> [WORK ITEM]: Once the line with "positive clicks: (193, 391)" is found in the data, output it and each following line exactly, up to and including the line with "box: [100, 100, 157, 164]", and nothing before or after.

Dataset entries
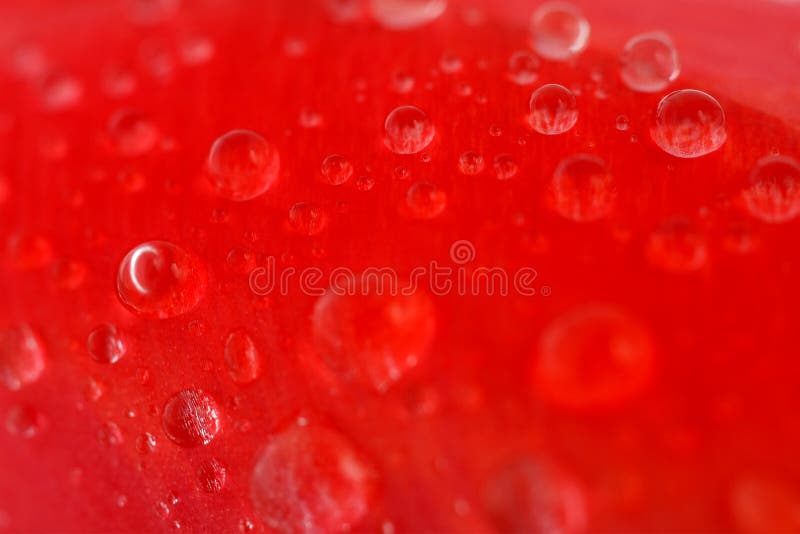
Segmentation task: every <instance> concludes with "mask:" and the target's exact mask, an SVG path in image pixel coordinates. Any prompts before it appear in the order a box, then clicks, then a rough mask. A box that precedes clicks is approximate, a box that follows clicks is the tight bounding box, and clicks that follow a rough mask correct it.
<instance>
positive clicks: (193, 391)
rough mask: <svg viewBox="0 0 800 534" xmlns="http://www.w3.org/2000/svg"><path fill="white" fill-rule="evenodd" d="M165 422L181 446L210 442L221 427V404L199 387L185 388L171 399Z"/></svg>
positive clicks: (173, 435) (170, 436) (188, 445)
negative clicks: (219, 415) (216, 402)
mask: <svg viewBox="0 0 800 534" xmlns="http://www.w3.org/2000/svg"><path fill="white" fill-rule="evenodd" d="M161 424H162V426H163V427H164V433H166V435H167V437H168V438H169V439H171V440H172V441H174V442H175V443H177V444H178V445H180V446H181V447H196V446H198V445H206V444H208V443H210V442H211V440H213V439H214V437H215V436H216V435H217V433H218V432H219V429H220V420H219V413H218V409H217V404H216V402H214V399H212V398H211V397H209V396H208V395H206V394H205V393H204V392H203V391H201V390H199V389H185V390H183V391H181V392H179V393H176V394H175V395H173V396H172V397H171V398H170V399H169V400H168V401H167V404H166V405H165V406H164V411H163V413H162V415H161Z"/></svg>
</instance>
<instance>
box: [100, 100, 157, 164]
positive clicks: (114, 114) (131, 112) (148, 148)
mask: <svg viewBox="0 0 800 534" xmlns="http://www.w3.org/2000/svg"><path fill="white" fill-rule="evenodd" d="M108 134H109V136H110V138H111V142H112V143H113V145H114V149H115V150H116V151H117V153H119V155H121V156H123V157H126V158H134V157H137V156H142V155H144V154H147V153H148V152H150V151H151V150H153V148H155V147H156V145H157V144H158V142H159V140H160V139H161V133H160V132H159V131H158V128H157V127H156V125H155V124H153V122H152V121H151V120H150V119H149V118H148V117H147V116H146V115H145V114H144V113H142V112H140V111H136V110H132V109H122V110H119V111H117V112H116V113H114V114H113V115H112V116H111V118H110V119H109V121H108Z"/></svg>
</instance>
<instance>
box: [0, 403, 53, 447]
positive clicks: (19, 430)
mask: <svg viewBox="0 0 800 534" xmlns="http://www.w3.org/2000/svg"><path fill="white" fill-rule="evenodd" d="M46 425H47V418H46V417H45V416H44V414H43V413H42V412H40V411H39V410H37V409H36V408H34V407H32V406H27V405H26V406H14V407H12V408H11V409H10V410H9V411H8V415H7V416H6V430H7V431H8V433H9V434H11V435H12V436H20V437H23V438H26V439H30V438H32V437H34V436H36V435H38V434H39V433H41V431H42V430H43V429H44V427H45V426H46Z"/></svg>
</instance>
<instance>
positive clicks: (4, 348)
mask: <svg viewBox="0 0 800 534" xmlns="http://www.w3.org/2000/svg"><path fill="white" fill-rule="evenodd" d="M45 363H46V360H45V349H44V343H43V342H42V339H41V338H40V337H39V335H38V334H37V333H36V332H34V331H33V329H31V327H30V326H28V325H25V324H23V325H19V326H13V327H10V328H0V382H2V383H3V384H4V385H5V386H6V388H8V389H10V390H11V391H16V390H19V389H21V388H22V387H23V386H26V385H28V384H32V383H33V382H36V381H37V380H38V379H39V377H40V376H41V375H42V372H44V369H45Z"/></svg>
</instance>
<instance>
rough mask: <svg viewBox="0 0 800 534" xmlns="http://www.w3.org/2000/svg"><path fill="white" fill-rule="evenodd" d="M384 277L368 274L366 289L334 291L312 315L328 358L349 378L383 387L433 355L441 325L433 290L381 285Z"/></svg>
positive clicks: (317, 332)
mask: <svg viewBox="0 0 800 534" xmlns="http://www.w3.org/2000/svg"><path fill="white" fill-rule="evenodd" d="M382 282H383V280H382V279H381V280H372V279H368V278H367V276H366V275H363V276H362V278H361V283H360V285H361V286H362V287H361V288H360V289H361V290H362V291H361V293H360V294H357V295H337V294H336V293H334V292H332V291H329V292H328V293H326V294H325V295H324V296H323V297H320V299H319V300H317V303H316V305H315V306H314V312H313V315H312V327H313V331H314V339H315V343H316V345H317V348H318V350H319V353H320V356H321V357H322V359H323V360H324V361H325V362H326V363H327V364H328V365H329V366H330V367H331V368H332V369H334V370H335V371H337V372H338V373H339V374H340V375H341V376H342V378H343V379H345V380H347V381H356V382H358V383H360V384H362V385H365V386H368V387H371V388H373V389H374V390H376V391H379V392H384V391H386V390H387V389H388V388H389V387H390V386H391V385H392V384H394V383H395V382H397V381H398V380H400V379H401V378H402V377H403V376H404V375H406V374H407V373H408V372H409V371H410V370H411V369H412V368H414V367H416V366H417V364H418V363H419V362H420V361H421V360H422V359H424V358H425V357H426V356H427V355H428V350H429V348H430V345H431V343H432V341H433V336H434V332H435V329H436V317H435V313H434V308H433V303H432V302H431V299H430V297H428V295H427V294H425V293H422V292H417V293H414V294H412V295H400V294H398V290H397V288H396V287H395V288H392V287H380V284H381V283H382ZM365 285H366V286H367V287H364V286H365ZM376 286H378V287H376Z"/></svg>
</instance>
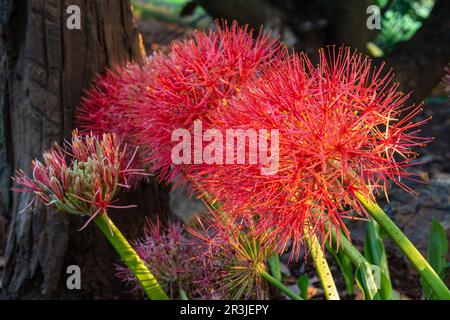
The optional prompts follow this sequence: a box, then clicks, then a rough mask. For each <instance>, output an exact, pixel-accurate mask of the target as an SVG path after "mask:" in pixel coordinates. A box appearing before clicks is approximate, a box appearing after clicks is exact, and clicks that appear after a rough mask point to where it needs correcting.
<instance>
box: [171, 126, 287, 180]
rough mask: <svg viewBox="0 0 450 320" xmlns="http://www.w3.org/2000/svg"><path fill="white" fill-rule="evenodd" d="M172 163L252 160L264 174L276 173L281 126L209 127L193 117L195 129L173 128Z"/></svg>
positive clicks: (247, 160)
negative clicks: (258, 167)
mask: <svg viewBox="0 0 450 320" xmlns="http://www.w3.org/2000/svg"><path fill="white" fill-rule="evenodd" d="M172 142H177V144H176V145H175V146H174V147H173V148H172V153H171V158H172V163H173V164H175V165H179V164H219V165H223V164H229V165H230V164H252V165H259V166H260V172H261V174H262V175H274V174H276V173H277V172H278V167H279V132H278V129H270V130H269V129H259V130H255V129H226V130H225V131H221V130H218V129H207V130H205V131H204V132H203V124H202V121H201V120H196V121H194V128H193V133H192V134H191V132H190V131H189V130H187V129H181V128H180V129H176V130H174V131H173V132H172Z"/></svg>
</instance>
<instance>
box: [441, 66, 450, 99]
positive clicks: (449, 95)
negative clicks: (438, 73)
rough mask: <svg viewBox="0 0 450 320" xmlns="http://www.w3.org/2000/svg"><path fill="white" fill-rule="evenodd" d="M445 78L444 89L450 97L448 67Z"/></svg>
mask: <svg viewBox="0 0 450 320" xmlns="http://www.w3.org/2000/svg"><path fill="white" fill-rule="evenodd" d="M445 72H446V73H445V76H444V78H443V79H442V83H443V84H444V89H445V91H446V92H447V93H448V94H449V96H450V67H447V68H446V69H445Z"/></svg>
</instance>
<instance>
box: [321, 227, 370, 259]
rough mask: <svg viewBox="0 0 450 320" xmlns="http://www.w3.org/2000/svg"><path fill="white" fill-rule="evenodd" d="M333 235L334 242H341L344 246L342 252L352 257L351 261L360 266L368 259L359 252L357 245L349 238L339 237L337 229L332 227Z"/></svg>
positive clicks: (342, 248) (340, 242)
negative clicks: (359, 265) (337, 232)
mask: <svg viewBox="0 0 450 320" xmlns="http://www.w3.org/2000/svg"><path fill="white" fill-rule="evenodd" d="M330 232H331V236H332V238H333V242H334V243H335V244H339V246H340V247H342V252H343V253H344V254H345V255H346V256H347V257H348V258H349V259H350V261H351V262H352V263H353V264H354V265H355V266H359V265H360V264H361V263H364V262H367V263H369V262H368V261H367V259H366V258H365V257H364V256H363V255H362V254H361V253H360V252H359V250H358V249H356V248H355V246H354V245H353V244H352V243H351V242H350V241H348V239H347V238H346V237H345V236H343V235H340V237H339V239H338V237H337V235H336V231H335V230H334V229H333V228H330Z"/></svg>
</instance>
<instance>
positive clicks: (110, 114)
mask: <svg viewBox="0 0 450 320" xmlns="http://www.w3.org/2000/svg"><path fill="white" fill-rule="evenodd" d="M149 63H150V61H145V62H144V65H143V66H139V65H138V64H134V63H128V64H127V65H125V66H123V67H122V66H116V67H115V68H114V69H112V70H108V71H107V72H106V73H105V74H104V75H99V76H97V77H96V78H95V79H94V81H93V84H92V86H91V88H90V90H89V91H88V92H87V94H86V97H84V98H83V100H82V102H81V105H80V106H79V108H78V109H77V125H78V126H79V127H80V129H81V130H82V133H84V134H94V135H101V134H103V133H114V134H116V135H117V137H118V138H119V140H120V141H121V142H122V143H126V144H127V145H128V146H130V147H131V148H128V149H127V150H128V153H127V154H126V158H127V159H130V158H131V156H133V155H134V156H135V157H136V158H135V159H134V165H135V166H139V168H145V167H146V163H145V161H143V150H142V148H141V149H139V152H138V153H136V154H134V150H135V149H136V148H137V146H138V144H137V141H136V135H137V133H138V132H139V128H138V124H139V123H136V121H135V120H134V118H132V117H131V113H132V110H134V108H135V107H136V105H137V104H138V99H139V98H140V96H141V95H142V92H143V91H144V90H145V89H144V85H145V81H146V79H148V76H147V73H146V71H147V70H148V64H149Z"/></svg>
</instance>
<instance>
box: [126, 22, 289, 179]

> [RESULT OF THE EXERCISE]:
positive clicks: (193, 391)
rough mask: <svg viewBox="0 0 800 534" xmlns="http://www.w3.org/2000/svg"><path fill="white" fill-rule="evenodd" d="M165 422L181 446L210 442L221 427V404L199 387L185 388L171 399Z"/></svg>
positive clicks: (173, 435) (170, 436) (188, 445)
negative clicks: (219, 415) (216, 402)
mask: <svg viewBox="0 0 800 534" xmlns="http://www.w3.org/2000/svg"><path fill="white" fill-rule="evenodd" d="M161 424H162V426H163V427H164V433H166V435H167V437H168V438H169V439H171V440H172V441H174V442H175V443H177V444H178V445H180V446H181V447H196V446H198V445H206V444H208V443H210V442H211V440H213V439H214V437H215V436H216V435H217V433H218V432H219V429H220V420H219V413H218V409H217V404H216V402H214V399H212V398H211V397H209V396H208V395H206V394H205V393H204V392H203V391H201V390H199V389H185V390H183V391H181V392H179V393H176V394H175V395H173V396H172V397H171V398H170V399H169V400H168V401H167V404H166V405H165V406H164V411H163V413H162V415H161Z"/></svg>
</instance>
<instance>
box: [100, 100, 157, 164]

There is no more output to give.